#### Exercise:
The records below must be copied out completely and exactly.

(Dataset entries)
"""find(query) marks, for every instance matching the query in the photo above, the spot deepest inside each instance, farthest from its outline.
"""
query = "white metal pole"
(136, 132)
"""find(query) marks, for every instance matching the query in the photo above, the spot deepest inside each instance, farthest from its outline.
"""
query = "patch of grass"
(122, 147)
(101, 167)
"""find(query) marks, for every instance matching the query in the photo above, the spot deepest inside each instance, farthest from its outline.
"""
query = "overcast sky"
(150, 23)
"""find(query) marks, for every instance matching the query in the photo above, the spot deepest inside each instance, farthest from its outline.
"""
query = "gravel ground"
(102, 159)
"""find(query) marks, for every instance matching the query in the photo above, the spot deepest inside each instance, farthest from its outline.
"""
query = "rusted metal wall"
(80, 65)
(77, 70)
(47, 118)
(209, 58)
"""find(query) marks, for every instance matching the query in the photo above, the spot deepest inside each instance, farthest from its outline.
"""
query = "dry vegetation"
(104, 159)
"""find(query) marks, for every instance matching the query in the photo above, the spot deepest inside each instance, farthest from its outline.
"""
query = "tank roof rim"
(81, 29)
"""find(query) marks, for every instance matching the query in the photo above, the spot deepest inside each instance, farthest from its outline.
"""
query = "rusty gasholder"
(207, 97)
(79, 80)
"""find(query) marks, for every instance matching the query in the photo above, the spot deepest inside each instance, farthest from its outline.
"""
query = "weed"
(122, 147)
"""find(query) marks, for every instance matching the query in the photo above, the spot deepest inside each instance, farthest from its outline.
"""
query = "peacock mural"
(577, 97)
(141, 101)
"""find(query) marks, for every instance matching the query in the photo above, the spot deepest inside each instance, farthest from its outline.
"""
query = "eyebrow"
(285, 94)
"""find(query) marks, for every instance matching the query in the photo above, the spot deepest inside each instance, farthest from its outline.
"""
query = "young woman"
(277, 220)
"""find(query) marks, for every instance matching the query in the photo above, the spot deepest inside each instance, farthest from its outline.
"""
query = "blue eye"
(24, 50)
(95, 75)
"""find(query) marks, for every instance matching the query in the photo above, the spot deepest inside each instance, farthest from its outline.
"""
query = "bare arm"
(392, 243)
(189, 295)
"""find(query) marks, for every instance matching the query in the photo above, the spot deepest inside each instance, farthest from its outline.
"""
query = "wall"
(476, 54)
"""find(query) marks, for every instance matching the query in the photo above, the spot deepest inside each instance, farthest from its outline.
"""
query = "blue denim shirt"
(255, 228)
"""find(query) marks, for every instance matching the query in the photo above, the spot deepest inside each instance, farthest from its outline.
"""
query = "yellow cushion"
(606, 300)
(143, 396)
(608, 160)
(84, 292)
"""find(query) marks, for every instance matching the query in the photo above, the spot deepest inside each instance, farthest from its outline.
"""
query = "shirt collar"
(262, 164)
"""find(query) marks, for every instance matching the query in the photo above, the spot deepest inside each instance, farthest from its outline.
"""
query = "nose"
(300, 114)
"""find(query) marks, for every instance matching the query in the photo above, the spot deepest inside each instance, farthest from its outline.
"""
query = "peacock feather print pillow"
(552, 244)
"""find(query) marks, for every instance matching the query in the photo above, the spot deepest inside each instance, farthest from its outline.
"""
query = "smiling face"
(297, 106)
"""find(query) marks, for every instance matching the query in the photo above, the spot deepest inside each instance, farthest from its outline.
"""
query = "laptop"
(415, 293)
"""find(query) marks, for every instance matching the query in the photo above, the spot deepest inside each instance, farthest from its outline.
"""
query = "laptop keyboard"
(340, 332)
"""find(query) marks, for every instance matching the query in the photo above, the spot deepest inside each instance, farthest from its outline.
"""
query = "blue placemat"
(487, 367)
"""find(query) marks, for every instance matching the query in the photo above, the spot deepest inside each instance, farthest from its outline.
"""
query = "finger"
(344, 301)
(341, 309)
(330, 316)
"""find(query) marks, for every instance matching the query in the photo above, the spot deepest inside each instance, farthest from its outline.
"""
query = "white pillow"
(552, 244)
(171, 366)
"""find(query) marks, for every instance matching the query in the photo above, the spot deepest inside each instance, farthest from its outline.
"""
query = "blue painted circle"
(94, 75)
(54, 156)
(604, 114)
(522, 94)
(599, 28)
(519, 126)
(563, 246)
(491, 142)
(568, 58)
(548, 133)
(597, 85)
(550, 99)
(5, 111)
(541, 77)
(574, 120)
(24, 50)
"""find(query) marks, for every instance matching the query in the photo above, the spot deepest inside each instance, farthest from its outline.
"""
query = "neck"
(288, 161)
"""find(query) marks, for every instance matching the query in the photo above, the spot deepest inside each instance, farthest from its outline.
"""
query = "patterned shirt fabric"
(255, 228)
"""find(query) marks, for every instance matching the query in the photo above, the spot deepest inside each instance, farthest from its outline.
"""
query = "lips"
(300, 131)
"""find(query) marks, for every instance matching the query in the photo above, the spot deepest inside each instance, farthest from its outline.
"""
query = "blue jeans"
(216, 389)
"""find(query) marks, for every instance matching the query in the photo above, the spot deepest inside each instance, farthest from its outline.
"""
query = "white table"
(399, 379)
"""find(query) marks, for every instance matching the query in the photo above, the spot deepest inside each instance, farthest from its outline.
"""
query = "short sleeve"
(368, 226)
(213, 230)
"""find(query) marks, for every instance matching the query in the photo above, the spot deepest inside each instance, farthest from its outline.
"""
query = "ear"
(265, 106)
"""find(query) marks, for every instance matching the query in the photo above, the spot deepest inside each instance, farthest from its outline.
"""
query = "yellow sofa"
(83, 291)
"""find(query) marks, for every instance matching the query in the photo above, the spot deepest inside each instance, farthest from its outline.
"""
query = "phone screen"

#### Solution below:
"""find(query) marks, for every instance matching the query in the photo above, the spot deepest inside each instance, farthest from its outline.
"""
query = "white metal pole"
(136, 132)
"""find(query) marks, for every instance matching the query in the photo above, the spot deepest inside each instance, farthest from its outline.
"""
query = "patch of grass"
(122, 147)
(101, 167)
"""find(query) marks, for every instance matching the query in the photo above, the spot deepest inside each instance, farthest from its outline.
"""
query = "overcast sky"
(150, 23)
"""find(query) marks, for every instance matching the query in the photo above, the spot deepest inside each instance, farthest from its outline.
"""
query = "gravel ground"
(102, 159)
"""find(query) marks, for every instance matching the query in the photo above, the spot deepest inside each instance, farthest from its outline.
"""
query = "rusted metal wall"
(80, 65)
(77, 70)
(47, 118)
(209, 58)
"""find(query) marks, for every instance matching the query in the photo above, the spot deepest inside each instance, farthest from its outline.
"""
query = "dry vegetation"
(104, 159)
"""find(query) marks, for every instance matching the query in the photo above, the spot deepest inside each instance, farthest from its outline.
"""
query = "tank roof rim"
(81, 29)
"""find(query) marks, for every instance matching the query in the photo above, the spot deepest inside each instance, farthest from its outline.
"""
query = "rusty gasholder"
(207, 97)
(79, 80)
"""find(query) marks, for every instance matching the query in the photo above, the spot deepest inside each instance, farthest from its outline.
"""
query = "weed"
(122, 147)
"""find(query) marks, for every instance matching the query in the photo above, the spot deepest inside each instance, farthest from its outline.
"""
query = "peacock mural"
(577, 97)
(141, 101)
"""find(query) marks, for every instance matching the query in the photo above, the spot deepest inside each instance, farthest from its outline.
"""
query = "eyebrow"
(285, 94)
"""find(query) marks, for every instance matching the query in the photo above, the spot deepest inside each instance, farthest from its outline.
"""
query = "young woman"
(277, 220)
"""find(query) marks, for every instance matching the query in the photo above, the spot deepest inside each instance, farthest from its outline.
"""
query = "blue eye"
(24, 50)
(95, 75)
"""find(query) marks, for every instance matching the query in the photo above, the spot deepest inside each instance, farthest from its outline.
"""
query = "bare arm"
(392, 243)
(189, 295)
"""find(query) marks, for every instance matching the query in the photo above, the spot deepest inside each instance, farthest from its outline.
"""
query = "wall"
(476, 54)
"""find(query) marks, for every instance matching the query in the photo above, the spot deepest inside each instance, farthest from its outline.
"""
query = "blue denim shirt"
(255, 228)
"""find(query) marks, for every instance matching the query in the photo above, the spot deepest inside each instance, farthest from its outline.
"""
query = "yellow cushion"
(606, 300)
(143, 396)
(608, 160)
(84, 292)
"""find(query) marks, for every instance matching the query in the photo above, the spot deepest inside each instance, farthest from its outline.
"""
query = "shirt collar"
(262, 164)
"""find(query) marks, for every instance matching the query in the photo above, the spot deepest inside each instance, farthest from its outline.
"""
query = "nose"
(300, 114)
"""find(query) marks, for every instance matching the query in the photo above, the spot deepest inside each instance, farthest from its outline.
"""
query = "peacock feather print pillow"
(552, 244)
"""find(query) marks, for every instance matching the query in the photo above, the spot deepest inside each instance, farthest from its outline.
"""
query = "smiling face"
(297, 106)
"""find(query) marks, for every instance matching the query in the photo above, the spot deepest inside each instance, farthest from its outline.
"""
query = "laptop"
(415, 293)
"""find(query) marks, for every instance matching the query in the photo above, the spot deepest inside each instance, farthest from its outline.
"""
query = "laptop keyboard"
(340, 332)
"""find(query) marks, for every instance matching the query in the photo above, the spot deepest inside each instance, farthest from its outline.
"""
query = "blue placemat"
(487, 367)
"""find(query) marks, for every instance matching the query in the photo above, the spot deepest inside each instance, farthest from its outline.
"""
query = "finger"
(344, 301)
(341, 309)
(330, 316)
"""find(query) marks, for every instance matching the query in the photo above, the spot deepest inside each instance, farthest from its outline.
"""
query = "white pillow"
(552, 244)
(171, 366)
"""find(query) marks, for every instance matching the query in the photo above, the spot deepest inside each instance, farthest from its outline.
"""
query = "blue painted circle"
(94, 75)
(54, 156)
(604, 114)
(522, 94)
(599, 28)
(519, 126)
(563, 246)
(491, 142)
(568, 58)
(548, 133)
(597, 85)
(550, 99)
(5, 111)
(541, 77)
(574, 120)
(24, 50)
"""find(query) marks, for every instance matching the query in the photo above, the spot deepest inside each instance, farthest from its outline.
"""
query = "neck"
(288, 161)
"""find(query) marks, for every instance matching the query in the photo above, the spot deepest inside each instance, farthest from its outline.
"""
query = "patterned shirt fabric"
(255, 228)
"""find(query) marks, for every instance matching the query in the photo above, the spot deepest inside each instance, farthest from its outline.
"""
query = "lips"
(300, 131)
"""find(query) marks, for every instance matching the query in the photo above, the spot deepest inside each instance, farthest from its outline.
"""
query = "blue jeans"
(216, 389)
"""find(query) marks, for every instance matching the query in the photo above, the spot deepest inside each instance, farthest from its outline.
"""
query = "white table"
(399, 379)
"""find(query) marks, for every instance matching the query in the photo above, the spot deepest inside each instance, farthest from its outline.
"""
query = "short sleeve"
(368, 226)
(213, 230)
"""find(query) marks, for every instance matching the query in the photo above, the spot deepest inside each instance, farthest from its outline.
"""
query = "ear"
(265, 106)
"""find(query) marks, for every instance matching the query in the photo above, the spot deepest inside each instance, farthest from its outline.
"""
query = "yellow sofa"
(83, 291)
"""find(query) marks, for every instance matching the query in the photo above, the spot deepest inside each instance, farthest from its outline.
"""
query = "phone screen"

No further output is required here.